[Potongan Teks]
Alya Mukaram, yang berusia 12 tahun, terlihat riang bermain bersama kawan-kawannya di pesisir pantai Kelurahan Gambesi, Kecamatan Ternate Selatan, Kota Ternate, Maluku Utara, sore itu.
Pada sore hari tanggal 18 September 2021 itu, siswa kelas satu SMP Negeri 3 Kota Ternate itu, bersama teman-temanya Rara, Melati, Riska, Arfa, dan Mawar asyik mencari bekas toples, bokor, sendok plastik, dan barang bekas plastik lainnya untuk digunakan bermain rumah-rumahan di tepi pantai itu.
Alya mengatakan bahwa daerah pesisir tersebut sudah menjadi tempat bermainnya sepulangnya dari sekolah, dan barang barang bekas yang dicari tersebut dipungut mereka di pesisir pantai.
“Kalau kita bermain di sini kan gampang saja, mainan yang kita cari tidak begitu susah, tinggal ke sini langsung dapat,” ucap Alya.

[Data]

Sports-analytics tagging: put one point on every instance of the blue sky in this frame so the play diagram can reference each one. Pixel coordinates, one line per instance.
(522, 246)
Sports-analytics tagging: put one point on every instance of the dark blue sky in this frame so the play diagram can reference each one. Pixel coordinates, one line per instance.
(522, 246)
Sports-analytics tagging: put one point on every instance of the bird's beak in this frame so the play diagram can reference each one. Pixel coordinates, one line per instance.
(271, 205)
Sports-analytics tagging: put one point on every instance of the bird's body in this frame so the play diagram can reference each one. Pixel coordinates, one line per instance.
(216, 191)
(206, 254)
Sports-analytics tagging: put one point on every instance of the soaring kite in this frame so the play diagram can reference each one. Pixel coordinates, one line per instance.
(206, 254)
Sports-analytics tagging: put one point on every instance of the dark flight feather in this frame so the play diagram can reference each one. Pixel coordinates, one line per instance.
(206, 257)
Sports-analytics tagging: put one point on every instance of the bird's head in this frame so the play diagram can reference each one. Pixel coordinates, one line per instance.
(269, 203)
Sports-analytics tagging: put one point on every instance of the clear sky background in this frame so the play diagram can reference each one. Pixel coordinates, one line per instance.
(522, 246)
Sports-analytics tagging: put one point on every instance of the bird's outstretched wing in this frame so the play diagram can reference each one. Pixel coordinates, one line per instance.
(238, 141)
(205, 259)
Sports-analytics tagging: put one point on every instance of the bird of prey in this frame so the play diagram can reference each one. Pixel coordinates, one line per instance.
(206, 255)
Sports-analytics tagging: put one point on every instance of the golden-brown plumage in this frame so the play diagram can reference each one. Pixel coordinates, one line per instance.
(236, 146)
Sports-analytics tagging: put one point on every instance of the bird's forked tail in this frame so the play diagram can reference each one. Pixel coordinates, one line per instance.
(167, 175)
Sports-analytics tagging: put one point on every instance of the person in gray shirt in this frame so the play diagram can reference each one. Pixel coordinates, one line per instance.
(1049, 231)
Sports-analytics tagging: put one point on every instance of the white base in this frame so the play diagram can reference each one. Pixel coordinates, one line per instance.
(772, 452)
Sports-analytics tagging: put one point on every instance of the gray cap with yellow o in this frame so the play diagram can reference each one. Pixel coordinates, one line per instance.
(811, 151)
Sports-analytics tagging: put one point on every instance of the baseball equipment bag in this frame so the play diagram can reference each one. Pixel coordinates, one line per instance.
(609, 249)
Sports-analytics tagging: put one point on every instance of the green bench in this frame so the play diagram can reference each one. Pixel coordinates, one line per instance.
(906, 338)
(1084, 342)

[Tugas yang Dikerjakan]
1. Menurut teks tentang anak-anak yang bermain di pantai Gambesi, Alya bersekolah di kelas berapa dan di sekolah mana?
2. Tuliskan lanjutan teks tentang Alya dan kawan-kawannya di pantai Gambesi, dimulai setelah kalimat terakhirnya.

[Jawaban Tiap Tugas]
1. Alya adalah siswa kelas satu SMP Negeri 3 Kota Ternate.

2.
Ali, Warga Kelurahan Gambesi, mengatakan, sampah yang bertebaran menutupi tepi pantai ini berasal dari daerah pegunungan, karena saat terjadi hujan sampah yang dibuang ke barangka atau kali mati terseret hingga ke laut.
Sampah juga datang dari Kelurahan Sasa dan Jambula Kecamatan Ternate Pulau, ikut terbawa arus laut hingga menumpuk di pantai di Gambesi.
“Tumpukan sampah ini tidak seperti biasanya, karena mungkin beberapa hari ini sering terjadi hujan, begitu juga kalau arus masuk, sampah yang berada di wilayah bawah sebagian langsung menumpuk di sini,” kata Ali ketika dijumpai Sabtu Sore,18 September 2021.
Lelaki berusia 54 tahun ini menyebutkan sampah yang terseret ke laut tidak saja sangat mengganggu keindahan laut dan pesisir tetapi juga mengancam ekosistem laut.
“Kalau limbah sampah keluar dari barangka (kali mati) ini kemudian sampai di laut, yang rasa dampaknya kan kita sendiri, apalagi di daerah sini kan ada rumput laut dan ikan-ikan yang biasa kita makan.”
Ali, Kelurahan Gambesi
Ali menyebutkan penumpukan sampah di pesisir pantai ini sudah terjadi sejak tahun 2013, namun pada saat itu hanya terjadi pada saat musim hujan. Hanya sedikit sampah yang terlihat di pantai di musim kemarau. Air pasang juga membantu menyeret sampah kembali ke laut.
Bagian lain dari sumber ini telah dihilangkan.